Text section:
7. SELLER'S EXPRESS REPRESENTATIONS. Seller represents and warrants to
Purchaser that:
(a) Seller is a corporation duly formed and validly existing
under the laws of the State of Delaware and has the full
power and authority to enter into this Agreement and to
carry out the transaction contemplated hereby to be carried
out by it. All persons signing this Agreement and/or any
documents and instruments in connection herewith on behalf
of Seller have full power and authority to do so. All
necessary action has been taken to duly authorize the
execution and delivery of this Agreement and all documents
and instruments contemplated by this Agreement, and the
performance by Seller of the covenants and obligations to
be performed and carried out by it hereunder.

Extracted data:
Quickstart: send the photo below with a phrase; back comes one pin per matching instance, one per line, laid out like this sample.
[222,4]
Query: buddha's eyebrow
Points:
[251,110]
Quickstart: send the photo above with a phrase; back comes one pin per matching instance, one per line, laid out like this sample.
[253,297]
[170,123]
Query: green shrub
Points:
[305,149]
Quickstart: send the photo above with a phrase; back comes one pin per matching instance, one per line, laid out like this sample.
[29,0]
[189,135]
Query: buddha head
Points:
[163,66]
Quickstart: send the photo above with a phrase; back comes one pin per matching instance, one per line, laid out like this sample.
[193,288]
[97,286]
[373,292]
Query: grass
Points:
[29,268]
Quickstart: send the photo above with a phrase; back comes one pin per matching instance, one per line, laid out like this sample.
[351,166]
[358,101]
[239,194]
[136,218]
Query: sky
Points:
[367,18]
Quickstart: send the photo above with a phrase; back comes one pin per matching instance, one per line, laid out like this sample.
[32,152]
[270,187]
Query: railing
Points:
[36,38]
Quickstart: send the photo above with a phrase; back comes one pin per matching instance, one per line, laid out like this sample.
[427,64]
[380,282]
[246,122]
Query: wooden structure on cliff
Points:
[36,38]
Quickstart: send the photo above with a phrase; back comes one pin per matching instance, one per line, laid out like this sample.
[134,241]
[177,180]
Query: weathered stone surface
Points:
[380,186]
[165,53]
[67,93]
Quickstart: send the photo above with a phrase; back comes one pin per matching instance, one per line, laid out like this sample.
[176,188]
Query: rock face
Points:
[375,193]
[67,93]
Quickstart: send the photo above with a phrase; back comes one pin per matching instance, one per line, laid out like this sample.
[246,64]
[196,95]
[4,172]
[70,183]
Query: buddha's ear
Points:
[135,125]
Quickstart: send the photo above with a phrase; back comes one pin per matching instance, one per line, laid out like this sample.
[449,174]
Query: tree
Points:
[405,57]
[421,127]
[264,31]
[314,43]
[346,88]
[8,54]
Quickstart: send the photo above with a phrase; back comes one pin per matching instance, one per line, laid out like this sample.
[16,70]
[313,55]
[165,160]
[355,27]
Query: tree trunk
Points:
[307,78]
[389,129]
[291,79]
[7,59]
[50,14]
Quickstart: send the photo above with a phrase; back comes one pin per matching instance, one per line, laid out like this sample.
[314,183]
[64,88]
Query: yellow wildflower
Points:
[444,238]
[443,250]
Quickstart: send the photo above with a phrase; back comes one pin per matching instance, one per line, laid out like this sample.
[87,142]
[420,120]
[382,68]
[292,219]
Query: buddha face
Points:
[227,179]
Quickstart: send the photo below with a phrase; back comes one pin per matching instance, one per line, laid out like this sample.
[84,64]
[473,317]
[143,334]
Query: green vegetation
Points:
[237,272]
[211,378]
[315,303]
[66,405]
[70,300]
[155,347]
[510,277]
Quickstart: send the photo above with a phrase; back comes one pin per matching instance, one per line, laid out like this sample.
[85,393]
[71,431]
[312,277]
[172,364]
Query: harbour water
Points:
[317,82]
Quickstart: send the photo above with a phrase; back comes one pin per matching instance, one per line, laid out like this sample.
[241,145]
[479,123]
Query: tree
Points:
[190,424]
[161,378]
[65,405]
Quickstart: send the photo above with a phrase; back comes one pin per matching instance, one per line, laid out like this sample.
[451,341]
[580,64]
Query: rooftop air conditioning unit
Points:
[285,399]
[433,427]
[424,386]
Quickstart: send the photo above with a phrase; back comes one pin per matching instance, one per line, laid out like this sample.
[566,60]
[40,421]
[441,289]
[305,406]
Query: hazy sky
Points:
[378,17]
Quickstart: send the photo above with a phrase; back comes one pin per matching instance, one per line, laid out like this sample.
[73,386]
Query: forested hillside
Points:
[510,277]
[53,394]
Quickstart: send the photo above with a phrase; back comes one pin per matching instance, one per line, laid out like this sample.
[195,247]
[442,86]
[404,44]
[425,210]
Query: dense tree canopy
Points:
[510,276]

Work required:
Answer these about the seller's representations section:
1. Under which state's laws was the Seller formed?
2. To whom does the Seller make these representations and warranties?
3. What does the section say the people signing on the Seller's behalf have?

Final answer:
1. Delaware
2. The Purchaser
3. Full power and authority to sign